--- SUPPLIED RECORDS ---
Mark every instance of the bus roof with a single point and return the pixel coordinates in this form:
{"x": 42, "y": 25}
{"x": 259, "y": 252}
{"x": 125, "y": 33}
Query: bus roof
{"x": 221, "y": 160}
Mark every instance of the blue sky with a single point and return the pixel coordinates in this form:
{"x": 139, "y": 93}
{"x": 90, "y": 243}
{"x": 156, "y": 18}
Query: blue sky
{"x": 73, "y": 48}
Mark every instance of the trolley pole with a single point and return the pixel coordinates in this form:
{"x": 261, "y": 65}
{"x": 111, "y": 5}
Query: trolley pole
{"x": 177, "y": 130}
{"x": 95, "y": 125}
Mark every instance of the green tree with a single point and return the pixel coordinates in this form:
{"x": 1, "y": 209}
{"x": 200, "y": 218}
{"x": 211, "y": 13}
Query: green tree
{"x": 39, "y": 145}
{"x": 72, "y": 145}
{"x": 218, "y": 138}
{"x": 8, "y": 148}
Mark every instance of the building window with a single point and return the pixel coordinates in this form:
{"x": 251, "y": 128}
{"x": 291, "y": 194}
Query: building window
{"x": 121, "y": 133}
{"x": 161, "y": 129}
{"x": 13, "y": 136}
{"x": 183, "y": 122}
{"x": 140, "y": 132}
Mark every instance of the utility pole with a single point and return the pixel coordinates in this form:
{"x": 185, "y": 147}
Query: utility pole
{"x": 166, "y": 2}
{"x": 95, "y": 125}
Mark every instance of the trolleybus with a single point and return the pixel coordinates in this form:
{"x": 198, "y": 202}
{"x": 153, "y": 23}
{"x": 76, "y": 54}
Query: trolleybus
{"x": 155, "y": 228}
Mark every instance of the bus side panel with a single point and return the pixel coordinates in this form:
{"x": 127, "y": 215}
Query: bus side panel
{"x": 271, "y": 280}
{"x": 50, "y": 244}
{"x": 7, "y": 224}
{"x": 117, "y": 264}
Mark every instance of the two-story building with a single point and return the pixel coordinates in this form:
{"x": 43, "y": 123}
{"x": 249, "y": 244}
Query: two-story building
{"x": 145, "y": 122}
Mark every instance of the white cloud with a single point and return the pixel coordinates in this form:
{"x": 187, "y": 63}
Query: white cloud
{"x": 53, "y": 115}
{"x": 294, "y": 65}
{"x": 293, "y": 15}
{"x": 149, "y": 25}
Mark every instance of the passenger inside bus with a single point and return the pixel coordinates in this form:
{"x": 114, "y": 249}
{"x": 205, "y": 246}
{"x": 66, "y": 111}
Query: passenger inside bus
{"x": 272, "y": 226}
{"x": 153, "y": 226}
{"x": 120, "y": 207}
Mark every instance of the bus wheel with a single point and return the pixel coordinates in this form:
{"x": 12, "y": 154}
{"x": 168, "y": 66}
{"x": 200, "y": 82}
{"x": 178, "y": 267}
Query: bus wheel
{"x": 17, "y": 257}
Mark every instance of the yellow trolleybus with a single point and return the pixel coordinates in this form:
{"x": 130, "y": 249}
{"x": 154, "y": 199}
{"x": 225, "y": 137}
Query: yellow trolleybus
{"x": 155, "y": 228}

--- TASK REQUIREMENTS ---
Output all lines from the beginning of the data up to the line holding "Mark every instance of the blue", that line included, exactly as written.

--- EXPECTED OUTPUT ---
Mark every instance of the bus roof with a single point and return the pixel coordinates in this form:
{"x": 42, "y": 25}
{"x": 259, "y": 252}
{"x": 125, "y": 33}
Query: bus roof
{"x": 221, "y": 160}
Mark every instance of the blue sky with a single point and return the pixel coordinates in this form:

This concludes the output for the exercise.